=== GIVEN PROBLEM ===
Copy the material below verbatim, line for line, with no changes.
□ □ □ □ □
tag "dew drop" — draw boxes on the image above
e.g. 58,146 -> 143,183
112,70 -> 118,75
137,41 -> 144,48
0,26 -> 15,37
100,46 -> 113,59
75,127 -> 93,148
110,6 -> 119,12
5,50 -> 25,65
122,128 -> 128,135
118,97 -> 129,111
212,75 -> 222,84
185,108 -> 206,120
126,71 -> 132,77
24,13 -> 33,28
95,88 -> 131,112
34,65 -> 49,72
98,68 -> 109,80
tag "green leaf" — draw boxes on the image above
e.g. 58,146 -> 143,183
□ □ □ □ □
=== WRITTEN REPLY ===
tag "dew drop" — draw boxes on the image above
e.g. 58,146 -> 143,183
112,70 -> 118,75
137,41 -> 144,48
0,26 -> 15,37
100,46 -> 113,59
75,127 -> 93,148
110,6 -> 119,12
5,50 -> 25,65
122,128 -> 128,135
118,97 -> 129,111
212,75 -> 222,84
185,108 -> 206,120
126,71 -> 132,77
24,13 -> 33,28
95,88 -> 131,112
34,65 -> 49,72
98,68 -> 109,80
tag "green leaf" — draw boxes on the image above
e.g. 58,146 -> 143,183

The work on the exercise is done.